_DO THIS_: Shift the items from the start through the line containing "1260,406 -> 1296,436", inclusive, by adding 26 to every bounding-box coordinate in the answers. Rewrite all of those lines in full, requests included, and nothing past them.
[begin MATERIAL PROVIDED]
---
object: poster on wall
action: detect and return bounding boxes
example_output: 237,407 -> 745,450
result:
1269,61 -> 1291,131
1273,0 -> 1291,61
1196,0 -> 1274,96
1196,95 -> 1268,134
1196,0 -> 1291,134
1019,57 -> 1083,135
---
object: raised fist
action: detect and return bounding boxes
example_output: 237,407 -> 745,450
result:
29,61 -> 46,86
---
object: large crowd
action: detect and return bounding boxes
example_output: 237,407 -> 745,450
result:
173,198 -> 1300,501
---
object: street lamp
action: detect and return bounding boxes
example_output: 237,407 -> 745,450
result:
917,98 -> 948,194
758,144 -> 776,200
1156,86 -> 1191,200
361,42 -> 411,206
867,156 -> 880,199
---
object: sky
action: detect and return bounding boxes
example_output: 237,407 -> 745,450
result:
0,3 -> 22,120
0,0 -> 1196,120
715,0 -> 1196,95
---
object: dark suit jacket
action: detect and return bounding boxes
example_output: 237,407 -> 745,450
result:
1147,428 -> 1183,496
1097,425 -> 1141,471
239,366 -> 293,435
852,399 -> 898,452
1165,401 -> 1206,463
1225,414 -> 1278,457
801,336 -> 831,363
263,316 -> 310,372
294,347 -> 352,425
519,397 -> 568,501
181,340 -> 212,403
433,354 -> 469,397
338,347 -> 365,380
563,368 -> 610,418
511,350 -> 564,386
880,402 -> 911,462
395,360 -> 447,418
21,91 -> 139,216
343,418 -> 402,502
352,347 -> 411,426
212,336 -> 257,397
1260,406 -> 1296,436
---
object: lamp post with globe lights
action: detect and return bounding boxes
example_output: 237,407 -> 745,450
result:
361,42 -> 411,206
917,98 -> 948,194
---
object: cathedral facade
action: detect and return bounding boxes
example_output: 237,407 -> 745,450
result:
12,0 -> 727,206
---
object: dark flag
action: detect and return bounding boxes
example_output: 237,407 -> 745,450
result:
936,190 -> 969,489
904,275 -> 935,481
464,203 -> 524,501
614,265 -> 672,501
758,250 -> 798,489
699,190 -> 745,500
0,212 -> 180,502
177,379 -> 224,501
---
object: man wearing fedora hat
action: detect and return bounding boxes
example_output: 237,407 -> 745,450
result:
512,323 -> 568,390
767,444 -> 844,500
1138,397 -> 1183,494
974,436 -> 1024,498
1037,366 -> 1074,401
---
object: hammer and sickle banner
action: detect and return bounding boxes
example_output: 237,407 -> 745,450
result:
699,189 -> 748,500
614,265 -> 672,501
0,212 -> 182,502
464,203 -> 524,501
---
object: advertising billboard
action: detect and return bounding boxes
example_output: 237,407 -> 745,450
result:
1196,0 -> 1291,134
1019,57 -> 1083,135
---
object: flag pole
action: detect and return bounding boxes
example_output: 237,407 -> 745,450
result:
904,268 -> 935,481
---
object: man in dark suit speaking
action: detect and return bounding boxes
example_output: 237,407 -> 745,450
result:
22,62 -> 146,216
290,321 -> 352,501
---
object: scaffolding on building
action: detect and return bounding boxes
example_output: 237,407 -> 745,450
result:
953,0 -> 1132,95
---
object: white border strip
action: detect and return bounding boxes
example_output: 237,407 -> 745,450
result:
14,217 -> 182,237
[end MATERIAL PROVIDED]
_SOLUTION FOR THIS PROBLEM_:
---
object: poster on wall
action: detect and return bounding boxes
example_output: 237,407 -> 745,450
result:
1295,87 -> 1317,157
1299,26 -> 1317,87
1222,26 -> 1300,122
1222,121 -> 1294,160
1222,26 -> 1317,160
1045,83 -> 1109,161
---
object: raised fist
action: detect and return bounding boxes
example_output: 237,407 -> 745,450
result:
55,87 -> 72,112
---
object: large crowd
action: detect and return bounding boxes
example_output: 237,407 -> 745,450
result:
199,224 -> 1326,527
---
object: street lamp
action: detect and return bounding boxes
example_output: 237,407 -> 745,450
result:
943,124 -> 974,220
784,170 -> 802,226
1182,112 -> 1217,226
387,68 -> 437,232
893,182 -> 906,225
---
object: sky
action: detect and return bounding boxes
example_output: 237,407 -> 745,450
result:
26,29 -> 48,146
26,26 -> 1222,146
741,26 -> 1222,121
---
object: dark suit jacket
action: detect and return bounding boxes
example_output: 237,407 -> 745,450
result:
1173,454 -> 1209,522
1123,451 -> 1167,497
265,392 -> 319,461
878,425 -> 924,478
1191,427 -> 1232,489
1251,440 -> 1304,483
827,362 -> 857,389
289,342 -> 336,398
320,373 -> 378,451
545,423 -> 594,527
207,366 -> 238,429
459,380 -> 495,423
364,373 -> 391,406
589,394 -> 636,444
537,376 -> 590,412
906,428 -> 937,488
421,386 -> 473,444
47,117 -> 165,242
369,444 -> 428,528
378,373 -> 437,452
238,362 -> 283,423
1286,432 -> 1322,462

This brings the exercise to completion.